## TASK BRIEF
From the line that contains "Practice step: find the vertical" down to the last line of the entries, repeat every line exactly. Do not carry over the pictures.
___ RAW DATA
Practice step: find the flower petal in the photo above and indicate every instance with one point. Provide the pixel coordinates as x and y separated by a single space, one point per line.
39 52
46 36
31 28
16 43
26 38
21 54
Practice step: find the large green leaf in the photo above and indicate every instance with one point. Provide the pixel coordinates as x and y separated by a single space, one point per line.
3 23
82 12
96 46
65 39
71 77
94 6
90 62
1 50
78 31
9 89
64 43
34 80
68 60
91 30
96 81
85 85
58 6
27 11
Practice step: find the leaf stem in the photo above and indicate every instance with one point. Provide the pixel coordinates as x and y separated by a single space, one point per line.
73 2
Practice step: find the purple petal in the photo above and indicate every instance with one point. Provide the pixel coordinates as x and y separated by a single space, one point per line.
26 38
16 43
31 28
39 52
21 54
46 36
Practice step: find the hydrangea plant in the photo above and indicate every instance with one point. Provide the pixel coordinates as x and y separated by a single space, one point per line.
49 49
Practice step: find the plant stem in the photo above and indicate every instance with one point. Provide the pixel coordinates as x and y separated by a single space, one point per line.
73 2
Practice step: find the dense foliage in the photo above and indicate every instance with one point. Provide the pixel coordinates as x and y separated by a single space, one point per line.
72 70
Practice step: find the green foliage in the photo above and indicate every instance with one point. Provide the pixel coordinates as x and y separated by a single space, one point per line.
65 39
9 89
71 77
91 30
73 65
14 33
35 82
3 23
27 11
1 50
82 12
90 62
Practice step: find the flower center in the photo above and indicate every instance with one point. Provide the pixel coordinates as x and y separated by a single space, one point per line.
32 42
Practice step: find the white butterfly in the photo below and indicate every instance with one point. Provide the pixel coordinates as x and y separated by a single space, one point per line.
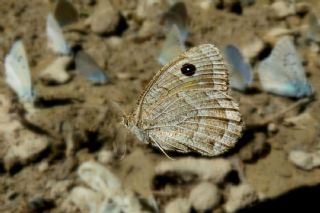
241 71
313 32
56 40
172 46
18 72
282 72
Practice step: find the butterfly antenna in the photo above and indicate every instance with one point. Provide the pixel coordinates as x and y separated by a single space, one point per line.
162 150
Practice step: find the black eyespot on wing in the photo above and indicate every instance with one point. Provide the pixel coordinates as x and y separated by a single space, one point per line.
188 69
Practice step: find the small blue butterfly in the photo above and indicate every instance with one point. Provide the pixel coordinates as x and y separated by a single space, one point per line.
282 72
241 71
87 67
17 72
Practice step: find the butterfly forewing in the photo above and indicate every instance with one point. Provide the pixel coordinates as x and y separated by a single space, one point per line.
191 111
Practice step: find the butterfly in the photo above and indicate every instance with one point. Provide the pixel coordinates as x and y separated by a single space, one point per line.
56 40
172 46
241 72
282 72
187 107
313 32
17 72
87 67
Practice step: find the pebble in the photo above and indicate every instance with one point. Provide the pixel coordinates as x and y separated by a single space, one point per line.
178 205
43 166
26 147
105 156
204 197
105 18
282 9
56 72
305 160
239 197
203 169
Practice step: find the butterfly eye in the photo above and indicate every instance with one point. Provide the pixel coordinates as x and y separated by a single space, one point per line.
188 69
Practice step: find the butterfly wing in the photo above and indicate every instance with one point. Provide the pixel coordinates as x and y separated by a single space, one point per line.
87 67
241 72
56 40
18 71
191 112
282 72
172 46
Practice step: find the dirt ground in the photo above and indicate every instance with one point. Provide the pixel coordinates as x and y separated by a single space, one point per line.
129 57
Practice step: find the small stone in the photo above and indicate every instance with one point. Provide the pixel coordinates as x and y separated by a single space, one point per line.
178 205
105 157
26 148
293 21
205 4
56 72
273 35
302 7
43 166
282 9
305 160
214 170
204 197
239 197
272 128
114 42
105 18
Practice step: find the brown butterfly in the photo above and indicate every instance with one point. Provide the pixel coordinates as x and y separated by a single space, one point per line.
186 107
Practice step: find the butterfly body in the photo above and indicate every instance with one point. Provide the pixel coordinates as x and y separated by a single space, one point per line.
186 106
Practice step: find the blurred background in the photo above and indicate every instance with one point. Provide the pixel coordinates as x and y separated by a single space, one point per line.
70 70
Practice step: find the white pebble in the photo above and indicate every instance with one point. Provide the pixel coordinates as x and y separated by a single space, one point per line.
305 160
239 197
204 197
178 205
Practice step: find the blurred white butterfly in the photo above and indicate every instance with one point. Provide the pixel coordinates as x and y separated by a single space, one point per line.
313 32
17 72
87 67
282 72
172 46
176 15
241 71
56 40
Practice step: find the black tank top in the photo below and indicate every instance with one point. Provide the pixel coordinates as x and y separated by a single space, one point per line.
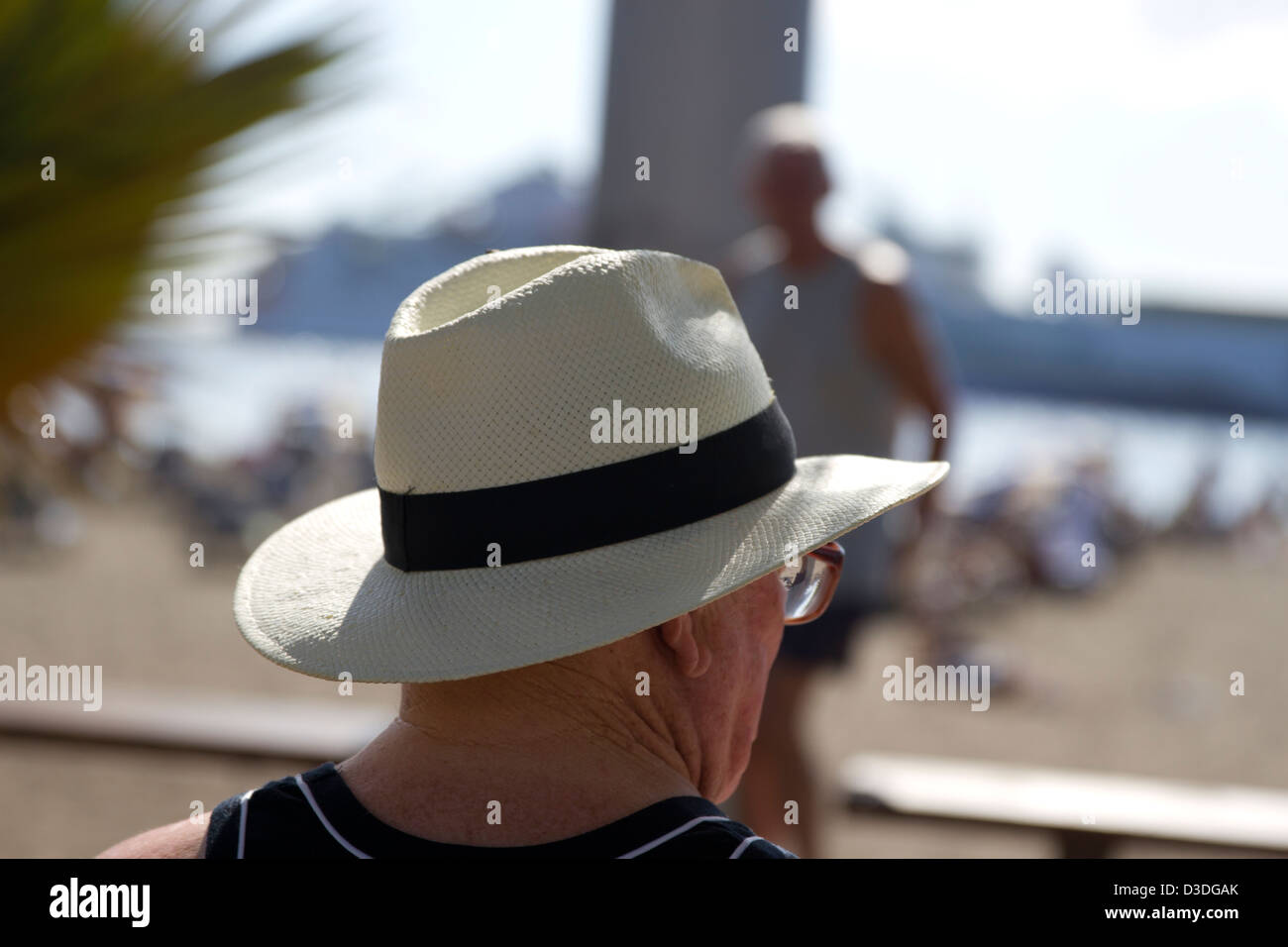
313 814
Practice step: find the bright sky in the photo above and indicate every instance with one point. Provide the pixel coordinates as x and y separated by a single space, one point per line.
1144 140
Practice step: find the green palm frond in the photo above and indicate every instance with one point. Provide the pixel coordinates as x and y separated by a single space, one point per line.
132 119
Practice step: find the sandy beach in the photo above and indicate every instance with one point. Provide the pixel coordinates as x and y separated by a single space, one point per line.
1132 680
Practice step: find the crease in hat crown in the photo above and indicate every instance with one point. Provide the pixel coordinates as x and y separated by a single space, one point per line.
490 369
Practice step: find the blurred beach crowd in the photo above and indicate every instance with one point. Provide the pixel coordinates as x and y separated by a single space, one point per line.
1048 526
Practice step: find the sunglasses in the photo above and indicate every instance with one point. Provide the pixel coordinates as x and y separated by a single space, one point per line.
811 582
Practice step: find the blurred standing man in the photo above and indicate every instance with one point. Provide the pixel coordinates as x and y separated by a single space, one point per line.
842 351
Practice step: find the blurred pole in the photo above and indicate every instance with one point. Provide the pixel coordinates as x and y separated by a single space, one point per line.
683 80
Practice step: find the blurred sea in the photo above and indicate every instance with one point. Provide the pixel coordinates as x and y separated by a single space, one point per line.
224 397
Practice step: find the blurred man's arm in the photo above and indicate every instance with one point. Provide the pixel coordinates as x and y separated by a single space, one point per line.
181 839
893 338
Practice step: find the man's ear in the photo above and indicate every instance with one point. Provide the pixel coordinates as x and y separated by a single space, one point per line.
692 656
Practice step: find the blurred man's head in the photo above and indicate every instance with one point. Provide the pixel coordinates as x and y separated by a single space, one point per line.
784 167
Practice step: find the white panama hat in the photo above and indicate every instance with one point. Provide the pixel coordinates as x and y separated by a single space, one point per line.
493 379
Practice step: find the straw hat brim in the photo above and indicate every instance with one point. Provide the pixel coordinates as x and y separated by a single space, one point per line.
318 598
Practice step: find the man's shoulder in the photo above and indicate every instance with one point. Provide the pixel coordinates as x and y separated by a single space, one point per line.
719 838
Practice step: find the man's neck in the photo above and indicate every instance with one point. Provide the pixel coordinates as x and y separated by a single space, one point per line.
805 253
515 791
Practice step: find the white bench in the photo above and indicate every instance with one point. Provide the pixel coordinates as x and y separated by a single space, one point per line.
223 723
1087 812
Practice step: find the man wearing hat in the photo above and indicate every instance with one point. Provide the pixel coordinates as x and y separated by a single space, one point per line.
583 616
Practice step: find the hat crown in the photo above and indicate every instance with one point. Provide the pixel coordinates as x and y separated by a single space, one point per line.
493 371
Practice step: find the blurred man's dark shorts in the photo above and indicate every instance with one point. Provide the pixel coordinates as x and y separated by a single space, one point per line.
823 642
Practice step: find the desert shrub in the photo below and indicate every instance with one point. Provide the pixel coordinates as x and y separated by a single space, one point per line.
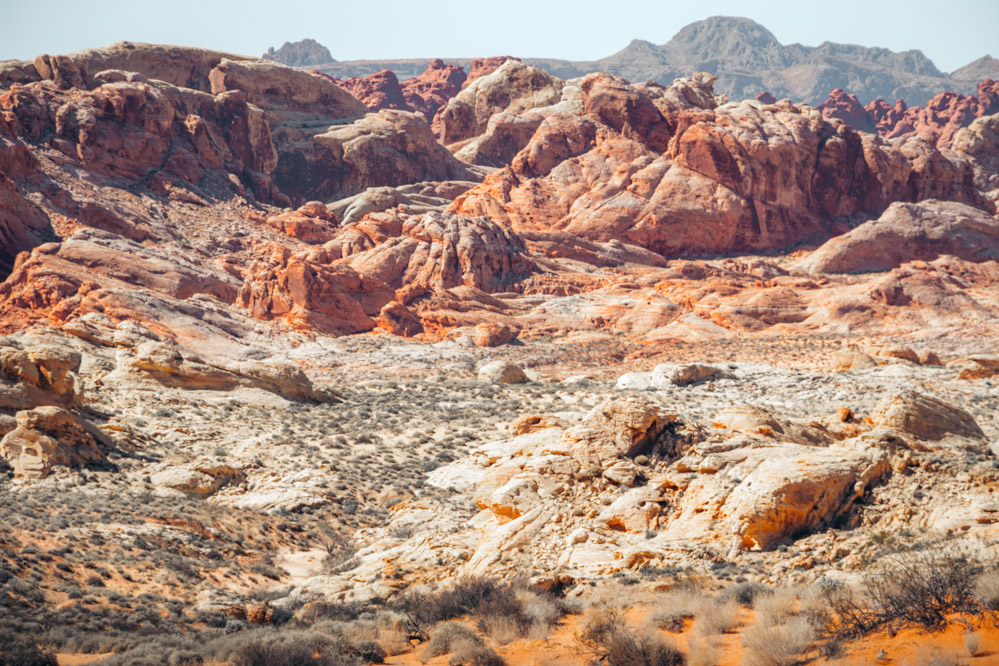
720 617
923 587
615 645
22 652
703 651
500 609
775 608
672 621
321 645
914 588
973 643
777 645
936 657
745 593
448 636
502 628
470 654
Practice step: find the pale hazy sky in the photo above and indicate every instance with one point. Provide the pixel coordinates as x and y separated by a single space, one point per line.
951 33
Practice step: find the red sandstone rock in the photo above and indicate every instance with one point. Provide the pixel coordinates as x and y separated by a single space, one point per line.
331 299
432 89
910 232
848 109
483 66
312 223
377 91
492 335
398 320
938 121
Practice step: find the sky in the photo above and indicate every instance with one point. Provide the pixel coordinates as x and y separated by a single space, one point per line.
951 33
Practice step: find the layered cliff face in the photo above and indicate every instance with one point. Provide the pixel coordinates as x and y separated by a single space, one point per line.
585 175
582 328
938 121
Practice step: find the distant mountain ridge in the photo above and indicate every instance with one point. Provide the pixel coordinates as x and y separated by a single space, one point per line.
304 53
748 59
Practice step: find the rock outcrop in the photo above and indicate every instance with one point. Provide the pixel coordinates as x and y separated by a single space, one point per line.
938 121
303 53
909 232
49 436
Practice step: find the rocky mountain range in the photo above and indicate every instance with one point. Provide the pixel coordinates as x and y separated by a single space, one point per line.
483 366
747 59
304 53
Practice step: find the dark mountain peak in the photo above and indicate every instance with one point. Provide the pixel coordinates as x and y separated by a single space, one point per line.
720 32
913 61
726 38
304 53
985 67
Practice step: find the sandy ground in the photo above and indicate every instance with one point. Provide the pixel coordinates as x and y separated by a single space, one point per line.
78 659
909 646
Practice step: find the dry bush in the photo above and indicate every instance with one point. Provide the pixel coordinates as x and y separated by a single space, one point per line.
923 588
703 651
502 628
447 637
614 644
937 657
914 588
776 608
674 608
973 643
23 652
987 589
777 645
720 617
470 653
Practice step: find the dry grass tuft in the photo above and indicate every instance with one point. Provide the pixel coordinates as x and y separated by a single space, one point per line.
777 645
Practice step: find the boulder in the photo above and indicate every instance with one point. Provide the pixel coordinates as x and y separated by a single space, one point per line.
492 335
844 360
666 374
197 479
618 428
502 372
50 436
925 418
513 87
909 232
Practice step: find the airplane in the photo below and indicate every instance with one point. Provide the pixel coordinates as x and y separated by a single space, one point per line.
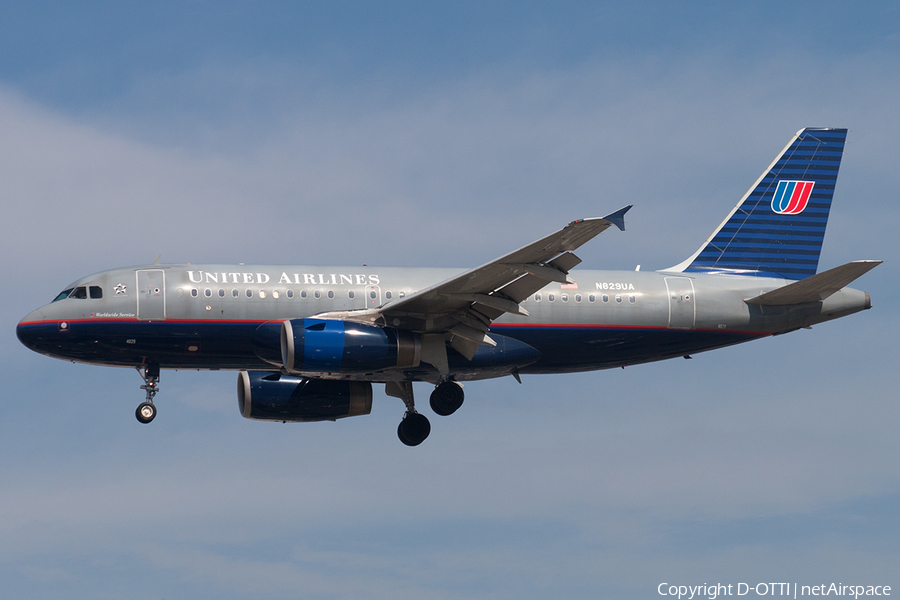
309 342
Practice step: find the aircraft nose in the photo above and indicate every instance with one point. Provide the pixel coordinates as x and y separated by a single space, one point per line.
27 329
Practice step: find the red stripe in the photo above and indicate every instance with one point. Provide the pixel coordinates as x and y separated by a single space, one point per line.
494 326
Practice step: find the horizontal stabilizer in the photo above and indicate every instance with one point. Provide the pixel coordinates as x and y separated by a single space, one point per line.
815 288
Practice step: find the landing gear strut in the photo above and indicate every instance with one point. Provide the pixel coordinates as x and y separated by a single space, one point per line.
146 411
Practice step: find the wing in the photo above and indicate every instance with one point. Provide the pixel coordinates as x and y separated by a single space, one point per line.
462 308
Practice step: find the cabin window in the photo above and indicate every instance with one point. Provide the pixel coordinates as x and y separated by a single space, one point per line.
63 294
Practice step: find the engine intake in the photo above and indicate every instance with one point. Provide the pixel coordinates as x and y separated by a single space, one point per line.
335 346
268 396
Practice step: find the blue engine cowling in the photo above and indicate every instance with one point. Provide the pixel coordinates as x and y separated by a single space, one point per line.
268 396
335 346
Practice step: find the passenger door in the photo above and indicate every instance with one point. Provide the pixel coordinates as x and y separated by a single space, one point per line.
151 296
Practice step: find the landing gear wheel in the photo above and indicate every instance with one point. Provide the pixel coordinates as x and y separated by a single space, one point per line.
447 398
145 412
413 429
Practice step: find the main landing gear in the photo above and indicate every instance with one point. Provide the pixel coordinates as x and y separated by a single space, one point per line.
446 398
146 411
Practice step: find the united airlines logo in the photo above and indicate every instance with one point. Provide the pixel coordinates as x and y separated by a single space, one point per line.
791 197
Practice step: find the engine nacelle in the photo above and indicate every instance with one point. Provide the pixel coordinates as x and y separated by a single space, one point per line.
335 346
268 396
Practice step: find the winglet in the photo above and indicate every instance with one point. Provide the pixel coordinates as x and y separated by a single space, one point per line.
618 218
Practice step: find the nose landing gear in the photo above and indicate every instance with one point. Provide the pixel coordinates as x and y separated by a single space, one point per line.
146 411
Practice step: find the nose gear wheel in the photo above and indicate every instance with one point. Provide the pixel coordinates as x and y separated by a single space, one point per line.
146 411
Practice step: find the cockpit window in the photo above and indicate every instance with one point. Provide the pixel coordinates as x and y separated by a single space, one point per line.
63 294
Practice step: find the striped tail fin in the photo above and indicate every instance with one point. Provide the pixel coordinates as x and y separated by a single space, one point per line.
777 228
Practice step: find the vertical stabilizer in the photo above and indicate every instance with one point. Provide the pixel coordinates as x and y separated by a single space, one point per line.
777 228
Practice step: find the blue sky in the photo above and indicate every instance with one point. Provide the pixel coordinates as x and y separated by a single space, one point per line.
443 134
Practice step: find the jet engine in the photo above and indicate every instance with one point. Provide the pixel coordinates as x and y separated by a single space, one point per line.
335 346
268 396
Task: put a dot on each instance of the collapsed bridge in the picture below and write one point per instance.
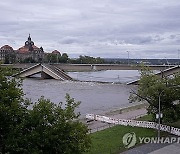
______
## FINISHED TASK
Practice step: find the vertical stabilizer in the photo above and indicate every instance with one point. Provide the pixel coordinates as x and y separated by a single space, one point per line.
777 228
Practice step: find the blue sky in the photo above and indicate every instance with one point. Provide the pixel coordinates as x and y separated by a single space, one point per line.
443 134
Practice step: find the jet engine in the photo above and indicate every instance with one point. Provide the pixel coordinates as x and y separated by a single space, one point per line.
335 346
268 396
Task: put a dot on each instance of the collapsed bridge in the picture below and write one point per instance.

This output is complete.